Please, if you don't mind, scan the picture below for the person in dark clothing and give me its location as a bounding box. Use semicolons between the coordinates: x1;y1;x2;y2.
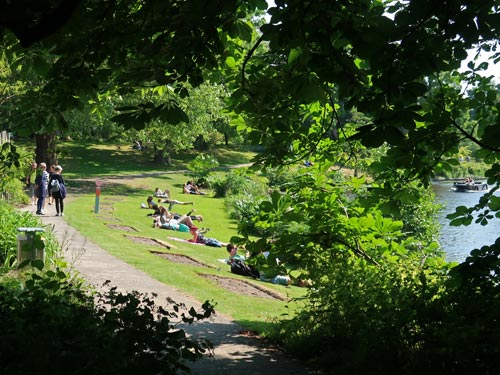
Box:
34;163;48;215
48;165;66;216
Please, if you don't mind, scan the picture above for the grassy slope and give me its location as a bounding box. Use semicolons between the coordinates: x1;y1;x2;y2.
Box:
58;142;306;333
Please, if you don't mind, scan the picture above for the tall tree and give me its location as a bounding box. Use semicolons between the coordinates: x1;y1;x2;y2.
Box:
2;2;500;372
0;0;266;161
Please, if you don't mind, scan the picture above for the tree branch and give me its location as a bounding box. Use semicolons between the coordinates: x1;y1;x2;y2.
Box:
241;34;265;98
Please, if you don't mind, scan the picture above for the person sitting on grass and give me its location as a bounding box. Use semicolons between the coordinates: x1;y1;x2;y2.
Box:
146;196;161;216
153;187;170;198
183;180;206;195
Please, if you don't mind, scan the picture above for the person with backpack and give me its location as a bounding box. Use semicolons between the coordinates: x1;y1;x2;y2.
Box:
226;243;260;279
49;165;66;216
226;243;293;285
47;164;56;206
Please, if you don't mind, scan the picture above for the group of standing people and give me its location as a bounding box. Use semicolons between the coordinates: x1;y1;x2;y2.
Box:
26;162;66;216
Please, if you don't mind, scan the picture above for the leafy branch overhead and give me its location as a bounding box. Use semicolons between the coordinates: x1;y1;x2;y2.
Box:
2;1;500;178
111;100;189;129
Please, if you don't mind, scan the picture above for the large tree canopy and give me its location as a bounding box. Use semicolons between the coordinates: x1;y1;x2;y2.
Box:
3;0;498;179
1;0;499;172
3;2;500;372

━━━

### YOUR ASSIGNMENT
Where does "branch" appear in the records above? Copy each line that holds it.

### SOLUTION
Please, if you don't mind, scan the picture above for the tree branch and give me its location as a bounding box. Use semicolons between the coordinates: x1;y1;x2;y2.
Please, if you don't mind, scan the picture above for the leafy branch overhead and give me its location as a bounding box. Use semicolons between the coordinates: x1;y1;x2;y2.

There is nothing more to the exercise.